(Problems and tasks):
A) Rewrite the paragraph of the migraine account that begins "I took a survey of the room" as a short bulleted list, keeping its main facts.
B) In the migraine account, what illness was the mother suffering from when the narrator found her in the living room?
C) Please go on with the migraine account from where it stops.

(Extract):
>>
I knew I wanted to be a doctor a few years ago when my mother was dragged out of our living room on a stretcher. I was just returning from school that afternoon, and settling into my room when my sisters came to me, teary-eyed, and said, “Mom is sick.” I thought to myself, “She’s always sick.” The tears in my sister’s eyes, however, convinced me it was different this time.
I rushed to the living room, where I saw my mother gripping her temple as if she were certain her head was going to explode. She was suffering from a severe migraine. My mother’s medical history is full of chronic maladies, and she often does not feel well, but this was different. It sounded different. “Bassir, help me, help me,” she cried. I had never seen her in such distress before. I felt powerless to help her. I was confused. I was uncertain.
I took a survey of the room. There lay my mother, on the ground and screaming in pain. On the other side of the room were my grandparents, both struggling with their own afflictions. My grandfather was sitting in his armchair, clueless and unaware, protected by his thick Afghan wool blanket and his dementia. My grandmother was seated right next to him, and couldn’t have looked more afraid. She was mentally aware and but physically unable to help, given she had mild paralysis in her legs. In that moment, I truly appreciated the value of health. Who would I rather be? I thought. My grandmother or my grandfather? In my helplessness, I felt a bit like both.
I called an ambulance, and took my first trip to the emergency room (ER) with my mother. Once she was settled in a hospital bed, I thought we had seen the worst of it. But the headache got more severe, and despite being in the safety of a hospital, I felt even more scared. She grabbed my hand and begged me to kill her. She was in so much pain that the idea of death seemed to be the most attractive end. I was terrified, but did my best to console her as we waited to be seen.
<<
(Information shown):
>>
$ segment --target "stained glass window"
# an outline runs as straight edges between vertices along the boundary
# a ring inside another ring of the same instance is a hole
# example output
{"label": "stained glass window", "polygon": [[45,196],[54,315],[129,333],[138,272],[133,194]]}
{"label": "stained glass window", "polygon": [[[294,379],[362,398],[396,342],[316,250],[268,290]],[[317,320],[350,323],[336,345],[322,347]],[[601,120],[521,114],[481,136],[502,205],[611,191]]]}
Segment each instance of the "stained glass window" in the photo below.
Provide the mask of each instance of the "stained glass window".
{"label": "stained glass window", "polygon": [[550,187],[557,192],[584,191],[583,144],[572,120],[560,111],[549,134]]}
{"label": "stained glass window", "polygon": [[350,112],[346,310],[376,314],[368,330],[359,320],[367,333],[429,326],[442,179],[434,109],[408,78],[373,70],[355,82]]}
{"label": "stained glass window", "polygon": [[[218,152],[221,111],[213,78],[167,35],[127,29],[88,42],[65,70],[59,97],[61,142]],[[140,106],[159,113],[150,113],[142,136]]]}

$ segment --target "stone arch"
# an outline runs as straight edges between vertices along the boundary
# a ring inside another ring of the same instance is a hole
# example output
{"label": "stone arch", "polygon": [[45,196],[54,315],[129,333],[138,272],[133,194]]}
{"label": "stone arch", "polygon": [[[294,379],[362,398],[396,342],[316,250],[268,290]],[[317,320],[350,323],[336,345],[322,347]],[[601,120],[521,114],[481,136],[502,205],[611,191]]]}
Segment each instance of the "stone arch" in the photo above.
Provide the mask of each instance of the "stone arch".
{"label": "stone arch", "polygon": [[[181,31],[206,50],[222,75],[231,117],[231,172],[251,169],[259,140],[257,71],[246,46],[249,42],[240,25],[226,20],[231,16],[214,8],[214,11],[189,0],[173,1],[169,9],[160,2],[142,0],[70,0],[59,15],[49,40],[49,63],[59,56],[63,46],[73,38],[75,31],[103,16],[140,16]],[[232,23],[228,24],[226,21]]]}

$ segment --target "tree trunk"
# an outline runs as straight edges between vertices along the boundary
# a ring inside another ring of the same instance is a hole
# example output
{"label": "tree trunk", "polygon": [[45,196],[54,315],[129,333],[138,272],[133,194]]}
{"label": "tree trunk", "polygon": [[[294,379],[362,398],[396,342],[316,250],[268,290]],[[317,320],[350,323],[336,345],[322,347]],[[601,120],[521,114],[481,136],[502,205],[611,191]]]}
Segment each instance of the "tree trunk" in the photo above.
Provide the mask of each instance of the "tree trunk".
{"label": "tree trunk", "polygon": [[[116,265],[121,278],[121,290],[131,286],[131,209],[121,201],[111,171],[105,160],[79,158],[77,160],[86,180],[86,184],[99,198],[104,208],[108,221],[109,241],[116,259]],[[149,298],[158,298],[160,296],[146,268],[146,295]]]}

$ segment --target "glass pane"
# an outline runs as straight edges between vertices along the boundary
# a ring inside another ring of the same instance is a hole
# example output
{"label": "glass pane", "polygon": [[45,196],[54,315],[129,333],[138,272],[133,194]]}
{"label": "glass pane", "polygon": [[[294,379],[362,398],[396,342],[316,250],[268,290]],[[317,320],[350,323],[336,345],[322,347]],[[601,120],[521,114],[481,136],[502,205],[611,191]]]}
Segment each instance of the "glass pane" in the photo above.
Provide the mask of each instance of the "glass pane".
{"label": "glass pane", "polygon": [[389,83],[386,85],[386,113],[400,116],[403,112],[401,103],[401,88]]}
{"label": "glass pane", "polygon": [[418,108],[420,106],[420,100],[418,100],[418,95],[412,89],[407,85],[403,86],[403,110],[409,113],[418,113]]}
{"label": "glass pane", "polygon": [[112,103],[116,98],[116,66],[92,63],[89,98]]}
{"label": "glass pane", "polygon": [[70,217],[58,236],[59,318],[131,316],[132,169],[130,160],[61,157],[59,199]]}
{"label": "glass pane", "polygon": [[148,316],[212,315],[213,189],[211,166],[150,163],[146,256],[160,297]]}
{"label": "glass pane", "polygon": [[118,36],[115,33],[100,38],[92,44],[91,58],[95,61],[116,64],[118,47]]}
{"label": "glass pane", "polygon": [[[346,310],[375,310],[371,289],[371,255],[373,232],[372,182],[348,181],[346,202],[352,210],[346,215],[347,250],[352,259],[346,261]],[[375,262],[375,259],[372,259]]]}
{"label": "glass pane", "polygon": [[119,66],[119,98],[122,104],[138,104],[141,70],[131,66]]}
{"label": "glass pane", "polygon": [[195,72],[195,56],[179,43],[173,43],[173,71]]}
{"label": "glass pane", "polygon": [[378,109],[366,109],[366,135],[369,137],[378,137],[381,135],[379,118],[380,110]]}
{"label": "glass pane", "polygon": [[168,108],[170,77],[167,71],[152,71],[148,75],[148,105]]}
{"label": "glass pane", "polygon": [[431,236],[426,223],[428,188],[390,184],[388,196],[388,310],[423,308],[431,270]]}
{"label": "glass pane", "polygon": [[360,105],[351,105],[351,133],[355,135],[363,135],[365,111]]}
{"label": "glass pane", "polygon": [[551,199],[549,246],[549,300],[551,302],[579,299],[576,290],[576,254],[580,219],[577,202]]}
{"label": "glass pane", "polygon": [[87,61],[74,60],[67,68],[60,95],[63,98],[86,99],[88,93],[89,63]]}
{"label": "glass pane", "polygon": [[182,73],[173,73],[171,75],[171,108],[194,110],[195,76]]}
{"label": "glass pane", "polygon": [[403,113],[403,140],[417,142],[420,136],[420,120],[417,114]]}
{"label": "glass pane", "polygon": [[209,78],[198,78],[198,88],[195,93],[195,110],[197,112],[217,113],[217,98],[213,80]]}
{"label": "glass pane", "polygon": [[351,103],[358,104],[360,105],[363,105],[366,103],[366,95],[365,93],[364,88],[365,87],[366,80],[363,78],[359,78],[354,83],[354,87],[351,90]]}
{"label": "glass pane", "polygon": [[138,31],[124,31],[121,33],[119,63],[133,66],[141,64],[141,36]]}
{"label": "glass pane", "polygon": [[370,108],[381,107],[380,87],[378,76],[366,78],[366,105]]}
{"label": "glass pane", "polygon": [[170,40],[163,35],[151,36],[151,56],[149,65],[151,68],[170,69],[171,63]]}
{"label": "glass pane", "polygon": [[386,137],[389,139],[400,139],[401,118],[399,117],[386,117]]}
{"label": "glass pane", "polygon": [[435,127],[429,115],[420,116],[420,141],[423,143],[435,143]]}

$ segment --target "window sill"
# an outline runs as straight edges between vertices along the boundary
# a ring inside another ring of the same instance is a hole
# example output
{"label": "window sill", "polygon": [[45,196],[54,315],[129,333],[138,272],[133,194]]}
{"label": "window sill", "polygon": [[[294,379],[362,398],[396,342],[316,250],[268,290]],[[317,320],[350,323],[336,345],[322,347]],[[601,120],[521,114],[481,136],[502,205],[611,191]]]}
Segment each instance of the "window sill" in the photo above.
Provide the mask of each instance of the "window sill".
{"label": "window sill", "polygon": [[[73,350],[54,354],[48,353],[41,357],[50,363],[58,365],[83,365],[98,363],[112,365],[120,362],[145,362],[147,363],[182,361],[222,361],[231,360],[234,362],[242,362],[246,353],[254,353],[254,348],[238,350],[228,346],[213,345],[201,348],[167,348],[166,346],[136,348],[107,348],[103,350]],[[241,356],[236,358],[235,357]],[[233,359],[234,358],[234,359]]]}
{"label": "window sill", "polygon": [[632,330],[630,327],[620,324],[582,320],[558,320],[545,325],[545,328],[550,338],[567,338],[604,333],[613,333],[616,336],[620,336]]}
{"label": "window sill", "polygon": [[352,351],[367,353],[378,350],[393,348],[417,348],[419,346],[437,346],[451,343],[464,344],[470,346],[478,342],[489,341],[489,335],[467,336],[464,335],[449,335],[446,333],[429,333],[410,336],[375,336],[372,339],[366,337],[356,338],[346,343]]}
<<
(Results for each task):
A)
- The mother lay on the ground, screaming in pain.
- The grandparents were on the other side of the room, each struggling with their own afflictions.
- The grandfather sat in his armchair under a thick Afghan wool blanket, unaware because of his dementia.
- The grandmother sat next to him, mentally aware and very afraid, but unable to help because of mild paralysis in her legs.
- In that moment the narrator truly appreciated the value of health and, feeling helpless, felt a bit like both grandparents.

B) A severe migraine.

C)
I took a good look around the room. The walls were dirty beige, with hideous tiles lining the floor. The beds were separated only by flimsy, similarly dirty beige curtains. The patients were a mixture of mentally unaware and physically incapable, and it reminded me very much of my living room.
It was a while before my mother was seen. I was growing increasingly anxious by how useless I was to her. The most useful thing I did was call my father. My father showed up to the ER confident, and completely aware of the situation. He was neither an emergency room physician nor an employee of that particular hospital—but he was a physician. Thus, his ability to remain calm and collected.
He knew my mother’s medical history and discussed with the doctor in the ER the treatment of her pain and the management of her symptoms. He refused the cover-your-ass-medicine brain CT scan. He saved my mother from further discomfort and, most important, comforted her. The mood shifted so quickly that I took a photo of my father tenderly attending to my mother to commemorate the moment I wanted to be a doctor.
Medicine is not a career one chooses based on a singular experience on a singular day. It’s a huge life choice. Sure, many have stories like my own about a family member’s sickness or an encounter with the healthcare system that made them want to take up arms in the battle against disease. But these stories are not where these decisions are ultimately made. For me, it was a lifelong interest in fighting that powerlessness that comes from ignorance about the human body. That day exemplified this powerlessness, and on that day I decided I couldn’t do anything but medicine.
[2016]
Bassir Caravan was born and raised in New York City to a family of Soviet-Afghan War refugees, and is currently a second-year medical student at the NYU School of Medicine.